Given request 1: Copy from the CUWiNware text, word for word, the part that opens with the words containing "Currently, CUWiNware uses" and closes with "used by CUWiN?".
Given request 2: Render this sentence from the CUWiNware text in Spanish: "A major advantage of CUWiNware is that the mesh doesn't need an Internet connection to function properly."

Article:
— Start —

It is the intention of the developers of CUWiNware that the final software incorporate firewall functionality into each node. Ideally, nodes would auto-configure themselves to allow others to only access the services that are advertised by their LAN, and allow users to explicitly allow others to access non-zeroconf services. None of this has been implemented as of this writing.

A major advantage of CUWiNware is that the mesh doesn't need an Internet connection to function properly. Everything described in this manual should function if a single backbone is used, if multiple volunteers provide home DSL lines, or if no Internet connection is used. It is completely stand alone.

Wired Interface

On the wired LAN side of the local node, CUWiNware checks for a DHCP server on the LAN. If one is found, the node takes the IP address assigned to it and provides an Internet gateway to other wireless nodes. If no DHCP server is found, the node assumes that it should function as a router and DHCP server for the LAN. The node creates a wired IP address for itself in the form 10.A.B.254. A and B are chosen via the MAC address to minimize IP address collisions with other LANs on the network, but because they are based on the MAC, they are the same every time the node is booted. The DHCP server assigns leases to addresses in the range 10.A.B.1 - 10.A.B.253. If you need to assign IP settings manually, that can be done via the SSH interface.

Wireless Interface

The wireless IP address is another number based on the MAC address that is in the form 10.0.A.B. In places, you may see a reference to a 192.254.A.B address. Do not be alarmed. Because of suttlties in the kernel, CUWiNware uses the 192.254.A.B address for link-local routing traffic.

At this time, you cannot use a node as a wireless access point, even if it has two wireless cards in it. Also, the nodes only serve as repeaters for mesh traffic, they don't route any other traffic. Each node can only connect wirelessly to each other node. The only public interface is through the ethernet port. At some point in the future when, the developers have more time or volunteers, much more wireless functionality will be included.

Channel and Mode Selection

Currently, CUWiNware uses a user defined channel (the default is 11) in the 802.11b mode. Currently, the mode selection selection is made at compile time, but there are plans to make CUWiNware automatically adapt the network to the best mode and channel for the area on the fly.

Can you change the radio used by CUWiN?

Posted to the developer's mailing list on July 13th, 2005 by David Young.

— End —

Supplied data:
— Start —

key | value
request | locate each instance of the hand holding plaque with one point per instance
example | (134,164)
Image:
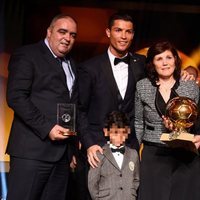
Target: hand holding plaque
(66,116)
(182,112)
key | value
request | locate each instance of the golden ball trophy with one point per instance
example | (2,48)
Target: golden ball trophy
(183,112)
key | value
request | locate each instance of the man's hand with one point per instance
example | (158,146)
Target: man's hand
(73,163)
(185,76)
(92,155)
(59,133)
(197,141)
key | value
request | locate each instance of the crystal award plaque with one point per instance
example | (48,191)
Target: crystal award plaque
(66,117)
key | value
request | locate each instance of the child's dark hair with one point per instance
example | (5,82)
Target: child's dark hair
(120,119)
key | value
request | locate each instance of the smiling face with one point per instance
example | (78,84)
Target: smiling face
(164,64)
(61,36)
(117,135)
(121,35)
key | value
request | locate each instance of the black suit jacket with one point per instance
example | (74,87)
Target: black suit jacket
(36,83)
(99,95)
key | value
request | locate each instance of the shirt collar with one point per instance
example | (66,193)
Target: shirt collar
(47,43)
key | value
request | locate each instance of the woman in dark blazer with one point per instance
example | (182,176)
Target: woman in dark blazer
(166,173)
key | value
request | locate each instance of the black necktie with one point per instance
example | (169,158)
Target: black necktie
(120,150)
(126,60)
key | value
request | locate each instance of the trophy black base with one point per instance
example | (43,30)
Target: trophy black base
(183,140)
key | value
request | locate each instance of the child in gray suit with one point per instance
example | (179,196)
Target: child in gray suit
(117,175)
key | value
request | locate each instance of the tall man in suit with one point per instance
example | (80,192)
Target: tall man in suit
(38,148)
(107,83)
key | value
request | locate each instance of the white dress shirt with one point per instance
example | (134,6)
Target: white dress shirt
(119,157)
(120,72)
(67,69)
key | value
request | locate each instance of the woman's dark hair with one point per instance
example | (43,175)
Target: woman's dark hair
(156,49)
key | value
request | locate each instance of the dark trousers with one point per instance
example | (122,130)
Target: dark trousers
(37,180)
(77,188)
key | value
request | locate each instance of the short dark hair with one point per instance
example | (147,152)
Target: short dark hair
(61,16)
(120,119)
(155,49)
(119,15)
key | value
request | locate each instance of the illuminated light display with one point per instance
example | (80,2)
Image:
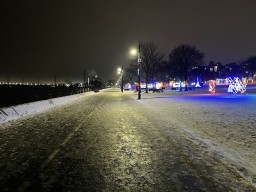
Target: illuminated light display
(236,86)
(212,85)
(197,83)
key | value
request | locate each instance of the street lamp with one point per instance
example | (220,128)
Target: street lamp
(120,71)
(134,52)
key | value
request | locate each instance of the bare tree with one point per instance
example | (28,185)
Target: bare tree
(182,59)
(151,56)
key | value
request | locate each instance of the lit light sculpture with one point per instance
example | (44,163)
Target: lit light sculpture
(197,83)
(236,86)
(212,86)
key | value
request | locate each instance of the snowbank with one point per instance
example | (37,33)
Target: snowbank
(15,112)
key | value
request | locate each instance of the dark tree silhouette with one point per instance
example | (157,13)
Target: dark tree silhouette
(182,59)
(151,56)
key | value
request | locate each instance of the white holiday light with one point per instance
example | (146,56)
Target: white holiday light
(212,85)
(236,86)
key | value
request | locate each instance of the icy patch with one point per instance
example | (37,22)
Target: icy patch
(15,112)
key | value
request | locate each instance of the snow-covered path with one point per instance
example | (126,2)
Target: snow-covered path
(110,141)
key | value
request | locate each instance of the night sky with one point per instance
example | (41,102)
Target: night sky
(43,38)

— End —

Correct output 1:
Currently, CUWiNware uses a user defined channel (the default is 11) in the 802.11b mode. Currently, the mode selection selection is made at compile time, but there are plans to make CUWiNware automatically adapt the network to the best mode and channel for the area on the fly.

Can you change the radio used by CUWiN?

Correct output 2: Una gran ventaja de CUWiNware es que la malla no necesita una conexión a Internet para funcionar correctamente.